■ Tareas del ejercicio ■
1/ Por favor, explica en una a tres oraciones por qué, según el texto sobre Henry de Montherlant, él afirma que no echa de menos su juventud pasada.
2/ Sigue escribiendo el texto sobre Henry de Montherlant y 'Las Olímpicas' a partir de su última oración.

■ Texto extraído ■
-------------------------

¡100 años de las máximas letras olímpicas de Francia! Henry de Montherlant. París 1924

¡100 años de las máximas letras olímpicas de Francia! Henry de Montherlant. París 1924
¡100 años de las máximas letras olímpicas de Francia! Henry de Montherlant. París 1924

Días antes de la inauguración de los Juegos Olímpicos de París 2024 y a manera de remanso para la lectura, da tiempo para recordar una de las obras emblemáticas de la literatura deportiva: ‘Las Olímpicas’, escrita por uno de los autores más relevantes de la Francia del siglo XX. Montherlant, dramaturgo de gran talla, escribe el libro desde la entraña del ser y del espíritu en el que encontró tres grandes divinidades, la gimnasia, la poesía y la amistad. La vida atlética involucra, como se verá, la simpatía del alma y del cuerpo

Por Mauricio Mejía

“Amigos de los juegos, divinidades portadoras de protecciones en forma de vendas y similares les digo tan sólo: Todo cuanto me han dado, denlo todavía, por mucho tiempo, a otras personas de corta edad”. Luego, tímido, festivo aún, agradecido, y con la iluminación en la punta de los dedos escribe: “no echo de menos mi juventud pasada, porque aquello que perdí, en otro sitio volví a ganarlo”.

-------------------------

■ Datos proporcionados ■
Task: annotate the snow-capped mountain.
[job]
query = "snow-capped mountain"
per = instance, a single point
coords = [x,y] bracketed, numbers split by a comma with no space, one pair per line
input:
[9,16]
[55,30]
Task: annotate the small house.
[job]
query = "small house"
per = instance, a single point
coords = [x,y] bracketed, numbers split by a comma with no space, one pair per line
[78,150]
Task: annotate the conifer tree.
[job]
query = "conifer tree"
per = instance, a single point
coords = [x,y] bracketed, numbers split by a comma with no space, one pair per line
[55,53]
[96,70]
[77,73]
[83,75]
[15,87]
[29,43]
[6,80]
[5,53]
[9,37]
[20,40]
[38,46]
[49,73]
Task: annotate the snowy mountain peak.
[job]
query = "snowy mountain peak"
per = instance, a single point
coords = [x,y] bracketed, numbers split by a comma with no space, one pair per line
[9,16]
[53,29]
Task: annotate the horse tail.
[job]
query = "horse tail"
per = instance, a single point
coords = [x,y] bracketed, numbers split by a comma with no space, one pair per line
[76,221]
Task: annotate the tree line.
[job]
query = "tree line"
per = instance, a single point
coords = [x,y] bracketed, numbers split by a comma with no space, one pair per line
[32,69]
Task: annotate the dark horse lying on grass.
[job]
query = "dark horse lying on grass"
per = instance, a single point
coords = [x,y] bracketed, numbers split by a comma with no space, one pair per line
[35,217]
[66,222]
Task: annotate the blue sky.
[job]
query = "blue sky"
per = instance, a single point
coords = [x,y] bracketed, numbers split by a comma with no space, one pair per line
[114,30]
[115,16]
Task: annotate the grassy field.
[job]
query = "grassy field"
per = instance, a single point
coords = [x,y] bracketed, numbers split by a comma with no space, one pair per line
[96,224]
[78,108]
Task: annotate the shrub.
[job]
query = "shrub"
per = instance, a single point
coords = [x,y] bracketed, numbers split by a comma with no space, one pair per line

-------------------------

■ Respuestas por tarea ■
1/ Montherlant no echa de menos su juventud pasada porque, según escribe, aquello que perdió lo volvió a ganar en otro sitio.

2/
Henry de Montherlant -su nombre completo es largo y travieso; mejor éste de camarada de cancha, de atleta entero– publicó La Olímpicas en 1924, cuando París realizó sus segundos Juegos Olímpicos. Los apuntes que dan volumen a la obra, cuales ejercicios literarios, no están escritos desde afuera; desde quien se admira ante las hazañas, se duele ante las derrotas o se conmueve ante el gesto de entrega espiritual de los atletas, esas estampas que vendrán en racimos dentro de unos días cuando los dioses regresen a la capital francesa para la ofrenda de los Juegos Olímpicos de París 2024.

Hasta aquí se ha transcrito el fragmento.